### Short problem
Can you write out all the entries again, swapping "gloved fist" for "boxing glove" wherever it appears and leaving everything else unchanged?

-- begin Record excerpts --

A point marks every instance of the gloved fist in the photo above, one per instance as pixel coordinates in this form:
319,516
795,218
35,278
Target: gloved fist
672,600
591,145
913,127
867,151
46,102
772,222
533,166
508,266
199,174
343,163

-- end Record excerpts --

### Output for this task
A point marks every instance of the boxing glove in the photo above, one per instance as pixel coordinates in this form:
319,516
795,218
35,278
Target: boxing glove
672,600
591,145
913,127
867,151
46,102
772,222
533,166
508,266
199,174
343,163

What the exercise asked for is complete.